(Task to complete): Arrange every line of the listing as a JSON list of strings, one string per line, skipping any blank lines. Leave the pictures out of your answer.

(Object location annotation data)
— begin —

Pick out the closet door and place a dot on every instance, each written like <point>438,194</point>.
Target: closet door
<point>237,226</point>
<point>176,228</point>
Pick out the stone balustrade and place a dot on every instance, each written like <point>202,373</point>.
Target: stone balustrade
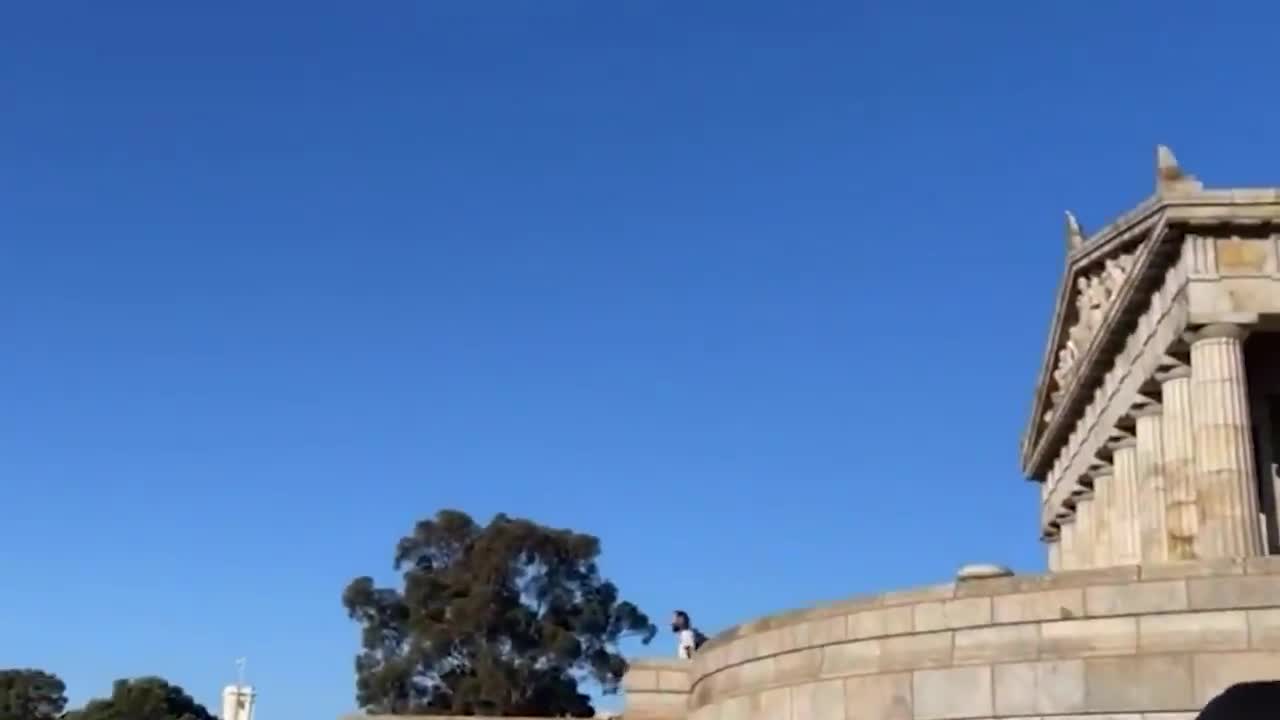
<point>1125,643</point>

— end —

(Finished exercise):
[
  "Pick out the closet door and place a dot on every instance, each written like <point>438,194</point>.",
  "Target: closet door",
  "<point>237,226</point>",
  "<point>176,228</point>",
  "Pick out the stone balustrade and place a dot on every instance, each written like <point>202,373</point>.",
  "Target: stone balustrade",
  "<point>1125,643</point>"
]